==== Page text
HelioX: A GPU-Native Framework for Simulation and Training of Biophysically Detailed Networks

May 10, 2026·
Junfeng Lu
,
Zijie Yu
Shaoyang Cui
Shaoyang Cui
,
Gan He
,
Ruiqin Xiong
,
Kai Du
,
Tiejun Huang
· 1 min read
Abstract
Biophysically detailed neural networks provide intrinsic spatio-temporal structure for brain-inspired AI, but their irregular dendritic topology is poorly matched to dense deep learning runtimes. HelioX is a GPU-native framework that unifies high-performance simulation and scalable training for biophysically detailed models via custom-fused CUDA kernels, analytical gradient propagation, and multi-stream concurrency. Across numerical and learning benchmarks, HelioX achieves strong speed and memory efficiency while preserving simulation fidelity, and enables deep biophysical MLP training and organism-scale C. elegans model fitting on consumer GPUs.
Type
Publication
International Conference on Machine Learning (ICML 2026)

Accepted at ICML 2026.

HelioX introduces a GPU-native path to train and simulate biophysically detailed neural networks at practical scale. Instead of forcing biological models into dense ANN-oriented execution paths, it aligns runtime design with dendritic structure and simulation dynamics.
========
==== Data under study
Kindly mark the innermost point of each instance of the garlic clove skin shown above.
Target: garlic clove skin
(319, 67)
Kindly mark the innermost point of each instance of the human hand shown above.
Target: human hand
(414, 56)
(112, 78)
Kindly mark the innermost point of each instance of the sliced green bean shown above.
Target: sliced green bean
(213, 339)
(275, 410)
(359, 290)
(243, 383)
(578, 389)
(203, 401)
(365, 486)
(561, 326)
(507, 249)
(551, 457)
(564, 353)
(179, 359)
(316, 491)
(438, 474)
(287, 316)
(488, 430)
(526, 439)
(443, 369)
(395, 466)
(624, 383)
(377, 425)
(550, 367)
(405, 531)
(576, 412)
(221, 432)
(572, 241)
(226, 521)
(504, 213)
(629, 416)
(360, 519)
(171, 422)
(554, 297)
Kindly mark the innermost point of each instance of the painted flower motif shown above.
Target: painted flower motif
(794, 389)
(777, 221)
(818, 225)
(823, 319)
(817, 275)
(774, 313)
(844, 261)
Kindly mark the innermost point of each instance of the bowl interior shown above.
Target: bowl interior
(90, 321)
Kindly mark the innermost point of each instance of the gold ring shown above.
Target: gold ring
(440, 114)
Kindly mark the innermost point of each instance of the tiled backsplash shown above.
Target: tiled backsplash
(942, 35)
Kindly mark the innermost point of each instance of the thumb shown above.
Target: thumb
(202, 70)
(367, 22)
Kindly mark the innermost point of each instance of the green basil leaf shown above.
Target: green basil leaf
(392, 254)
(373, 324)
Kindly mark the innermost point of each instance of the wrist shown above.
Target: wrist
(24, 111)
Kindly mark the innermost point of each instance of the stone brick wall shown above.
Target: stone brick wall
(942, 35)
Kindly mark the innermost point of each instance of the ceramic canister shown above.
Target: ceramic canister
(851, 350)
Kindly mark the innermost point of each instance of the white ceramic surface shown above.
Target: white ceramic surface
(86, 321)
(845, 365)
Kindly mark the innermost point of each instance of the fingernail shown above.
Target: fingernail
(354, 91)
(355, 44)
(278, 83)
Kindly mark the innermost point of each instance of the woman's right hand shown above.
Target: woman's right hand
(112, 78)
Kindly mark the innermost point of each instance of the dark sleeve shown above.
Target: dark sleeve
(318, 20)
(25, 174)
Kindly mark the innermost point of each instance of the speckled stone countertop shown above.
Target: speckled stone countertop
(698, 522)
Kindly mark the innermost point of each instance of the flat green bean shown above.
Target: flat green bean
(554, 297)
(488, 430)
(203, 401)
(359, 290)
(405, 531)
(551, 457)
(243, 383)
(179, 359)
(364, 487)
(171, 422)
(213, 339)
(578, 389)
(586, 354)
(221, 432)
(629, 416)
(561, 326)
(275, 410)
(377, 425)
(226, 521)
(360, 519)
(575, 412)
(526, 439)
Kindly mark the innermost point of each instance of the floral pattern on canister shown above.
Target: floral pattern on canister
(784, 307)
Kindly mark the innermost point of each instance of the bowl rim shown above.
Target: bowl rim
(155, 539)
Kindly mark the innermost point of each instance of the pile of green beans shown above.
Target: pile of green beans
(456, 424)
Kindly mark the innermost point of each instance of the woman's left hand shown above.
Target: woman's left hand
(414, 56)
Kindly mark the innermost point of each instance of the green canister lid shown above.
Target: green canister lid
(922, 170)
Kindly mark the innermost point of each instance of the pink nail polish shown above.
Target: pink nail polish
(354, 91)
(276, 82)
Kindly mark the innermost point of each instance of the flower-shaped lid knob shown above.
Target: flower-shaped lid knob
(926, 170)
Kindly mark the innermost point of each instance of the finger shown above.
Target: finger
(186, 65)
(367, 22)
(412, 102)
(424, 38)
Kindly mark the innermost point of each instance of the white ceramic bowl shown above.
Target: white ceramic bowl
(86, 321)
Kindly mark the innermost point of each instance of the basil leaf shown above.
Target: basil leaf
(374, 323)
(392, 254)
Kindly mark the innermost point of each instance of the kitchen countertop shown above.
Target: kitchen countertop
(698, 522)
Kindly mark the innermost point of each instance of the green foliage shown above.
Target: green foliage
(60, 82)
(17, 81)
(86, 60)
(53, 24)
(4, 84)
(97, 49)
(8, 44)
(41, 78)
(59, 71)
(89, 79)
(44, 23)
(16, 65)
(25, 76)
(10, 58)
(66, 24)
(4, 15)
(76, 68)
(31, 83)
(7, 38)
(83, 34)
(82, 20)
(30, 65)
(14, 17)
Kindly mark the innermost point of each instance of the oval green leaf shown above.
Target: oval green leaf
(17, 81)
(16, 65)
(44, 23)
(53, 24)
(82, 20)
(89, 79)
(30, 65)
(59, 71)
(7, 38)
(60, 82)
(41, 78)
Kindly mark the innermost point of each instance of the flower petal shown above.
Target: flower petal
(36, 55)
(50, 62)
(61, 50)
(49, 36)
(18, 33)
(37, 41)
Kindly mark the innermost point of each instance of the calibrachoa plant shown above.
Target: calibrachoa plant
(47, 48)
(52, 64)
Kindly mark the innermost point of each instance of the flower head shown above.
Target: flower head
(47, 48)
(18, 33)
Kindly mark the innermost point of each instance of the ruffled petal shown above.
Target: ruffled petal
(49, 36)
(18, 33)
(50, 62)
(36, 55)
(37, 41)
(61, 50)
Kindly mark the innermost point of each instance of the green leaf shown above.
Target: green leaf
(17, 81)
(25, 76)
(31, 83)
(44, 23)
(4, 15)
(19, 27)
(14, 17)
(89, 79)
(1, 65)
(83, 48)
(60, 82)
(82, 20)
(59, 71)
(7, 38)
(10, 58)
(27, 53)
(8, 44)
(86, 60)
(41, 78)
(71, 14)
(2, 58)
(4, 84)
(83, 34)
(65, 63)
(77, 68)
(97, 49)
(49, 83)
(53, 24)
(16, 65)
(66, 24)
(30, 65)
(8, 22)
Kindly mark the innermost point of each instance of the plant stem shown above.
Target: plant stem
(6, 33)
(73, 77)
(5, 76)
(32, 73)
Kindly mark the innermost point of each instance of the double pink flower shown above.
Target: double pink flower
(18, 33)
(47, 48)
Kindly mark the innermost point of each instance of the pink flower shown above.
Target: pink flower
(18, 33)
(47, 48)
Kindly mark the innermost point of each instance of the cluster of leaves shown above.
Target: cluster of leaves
========
● **Directions**
Reproduce the HelioX page text word for word, everything from "HelioX introduces a" down to "and simulation dynamics.".

● **Answer to the problem**
HelioX introduces a GPU-native path to train and simulate biophysically detailed neural networks at practical scale. Instead of forcing biological models into dense ANN-oriented execution paths, it aligns runtime design with dendritic structure and simulation dynamics.